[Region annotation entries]
-.-.-
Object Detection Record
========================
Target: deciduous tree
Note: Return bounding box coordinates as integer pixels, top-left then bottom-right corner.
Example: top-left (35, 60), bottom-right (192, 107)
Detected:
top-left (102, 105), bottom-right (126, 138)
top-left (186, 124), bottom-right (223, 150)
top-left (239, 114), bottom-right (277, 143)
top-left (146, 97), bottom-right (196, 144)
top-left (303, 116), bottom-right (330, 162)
-.-.-
Can you put every line of these records into a JSON list of strings, one string per line, with blank lines left out?

#### [OUTPUT OF THE TASK]
[
  "Object Detection Record",
  "========================",
  "Target: deciduous tree",
  "Note: Return bounding box coordinates as integer pixels, top-left then bottom-right corner.",
  "Example: top-left (35, 60), bottom-right (192, 107)",
  "Detected:",
  "top-left (102, 105), bottom-right (126, 138)",
  "top-left (186, 124), bottom-right (223, 150)",
  "top-left (239, 114), bottom-right (277, 143)",
  "top-left (146, 97), bottom-right (196, 144)",
  "top-left (303, 116), bottom-right (330, 162)"
]